We designed our materials to meet students where they are, literally: dashing between classes with little time to spare. Posters with bright colors, bold messages, and hand-drawn illustrations announced events on hallway floors and bathroom doors. The Openbox team also spent the entire experiment week on campus, building relationships with students and generating buzz to encourage participation. We knew we had made good progress when students started affectionately greeting one of our team members as “the poop guy!” (We might have used a certain emoji to advertise the bathroom town hall.)

Making it real

Even though our scope with the school was around the process of co-creation, we used real content in our experiments. This provided our client an opportunity to jumpstart conversations about school policies that needed urgent attention.

Our scrappy prototyping approach was also a plus in the students’ minds, giving them confidence in the school’s commitment to make real change happen. Over the course of one week, we heard student sentiment shift from “Are you actually going to make it happen?” to “I wasn’t expecting to actually get the survey the day after! You guys covered everything.”

Bringing our authentic selves

We pride ourselves on being open-minded, empathic, and engaging when we conduct research. By building authentic relationships within a community, we can deliver results that speak better to them.

Our client observed: “I didn't know the social depth with which you work. You clearly put substantial thought into the human interaction. I was really impressed by the richness of it.”

**Dataset items:**
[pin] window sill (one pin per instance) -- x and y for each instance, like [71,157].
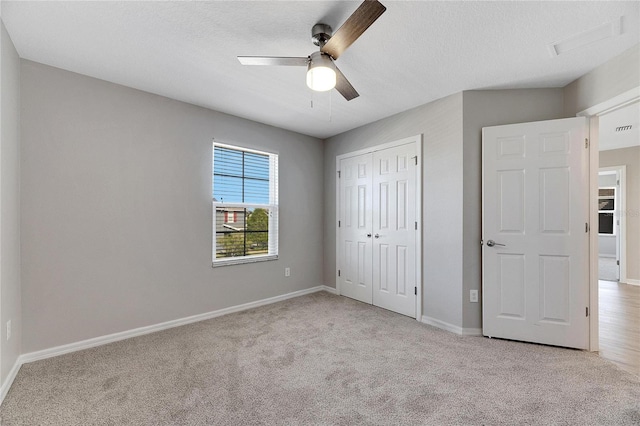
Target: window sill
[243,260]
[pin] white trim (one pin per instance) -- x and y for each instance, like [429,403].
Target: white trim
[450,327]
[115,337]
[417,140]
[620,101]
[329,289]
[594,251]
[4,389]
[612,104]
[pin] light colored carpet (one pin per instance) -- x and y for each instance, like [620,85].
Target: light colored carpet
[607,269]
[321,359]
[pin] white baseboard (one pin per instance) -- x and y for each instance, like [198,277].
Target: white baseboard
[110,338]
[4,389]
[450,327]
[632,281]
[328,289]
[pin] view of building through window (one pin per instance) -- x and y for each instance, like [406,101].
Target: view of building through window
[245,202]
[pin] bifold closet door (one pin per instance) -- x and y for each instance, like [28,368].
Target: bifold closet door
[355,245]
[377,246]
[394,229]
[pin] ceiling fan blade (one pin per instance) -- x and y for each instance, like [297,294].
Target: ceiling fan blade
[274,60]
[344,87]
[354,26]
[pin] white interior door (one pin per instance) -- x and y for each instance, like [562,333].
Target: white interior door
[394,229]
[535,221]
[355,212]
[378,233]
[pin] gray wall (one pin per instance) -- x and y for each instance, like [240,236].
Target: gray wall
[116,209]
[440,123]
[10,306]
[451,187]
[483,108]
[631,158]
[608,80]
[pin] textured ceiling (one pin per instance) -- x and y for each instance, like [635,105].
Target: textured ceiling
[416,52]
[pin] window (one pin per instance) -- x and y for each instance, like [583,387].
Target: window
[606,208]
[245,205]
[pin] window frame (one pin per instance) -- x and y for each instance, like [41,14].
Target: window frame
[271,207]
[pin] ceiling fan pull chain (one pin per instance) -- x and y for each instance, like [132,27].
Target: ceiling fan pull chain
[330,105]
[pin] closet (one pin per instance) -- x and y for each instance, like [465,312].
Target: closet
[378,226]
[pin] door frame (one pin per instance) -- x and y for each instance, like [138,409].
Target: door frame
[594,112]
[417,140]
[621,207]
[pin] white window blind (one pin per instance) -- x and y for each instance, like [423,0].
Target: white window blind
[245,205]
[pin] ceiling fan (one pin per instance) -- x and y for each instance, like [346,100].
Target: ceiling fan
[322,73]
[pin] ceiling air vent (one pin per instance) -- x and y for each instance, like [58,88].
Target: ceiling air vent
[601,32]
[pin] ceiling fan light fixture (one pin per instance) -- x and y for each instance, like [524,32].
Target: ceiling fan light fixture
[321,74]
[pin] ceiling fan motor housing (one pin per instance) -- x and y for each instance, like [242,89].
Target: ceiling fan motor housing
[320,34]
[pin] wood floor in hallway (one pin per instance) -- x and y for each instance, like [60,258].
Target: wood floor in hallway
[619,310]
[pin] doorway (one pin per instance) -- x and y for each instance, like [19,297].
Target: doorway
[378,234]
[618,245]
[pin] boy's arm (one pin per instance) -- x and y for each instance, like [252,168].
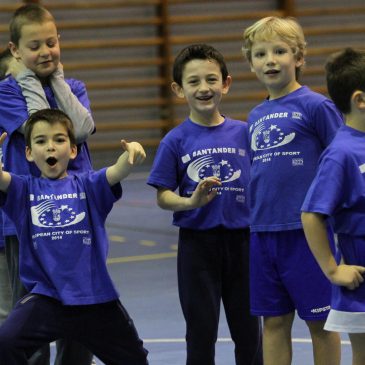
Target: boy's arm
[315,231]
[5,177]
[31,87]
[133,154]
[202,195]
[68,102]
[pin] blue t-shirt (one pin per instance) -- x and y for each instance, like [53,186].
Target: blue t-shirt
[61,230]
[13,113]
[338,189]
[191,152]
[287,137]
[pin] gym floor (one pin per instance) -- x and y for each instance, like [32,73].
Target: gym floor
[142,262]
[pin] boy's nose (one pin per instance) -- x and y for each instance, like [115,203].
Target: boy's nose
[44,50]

**To be done:**
1. In the campus outreach text, list the three qualities the team says it prides itself on when it conducts research.
2. Duplicate the part of the campus outreach text starting with "Our scrappy prototyping" and going on through "better to them.".

**Expected answers:**
1. open-minded, empathic, engaging

2.
Our scrappy prototyping approach was also a plus in the students’ minds, giving them confidence in the school’s commitment to make real change happen. Over the course of one week, we heard student sentiment shift from “Are you actually going to make it happen?” to “I wasn’t expecting to actually get the survey the day after! You guys covered everything.”

Bringing our authentic selves

We pride ourselves on being open-minded, empathic, and engaging when we conduct research. By building authentic relationships within a community, we can deliver results that speak better to them.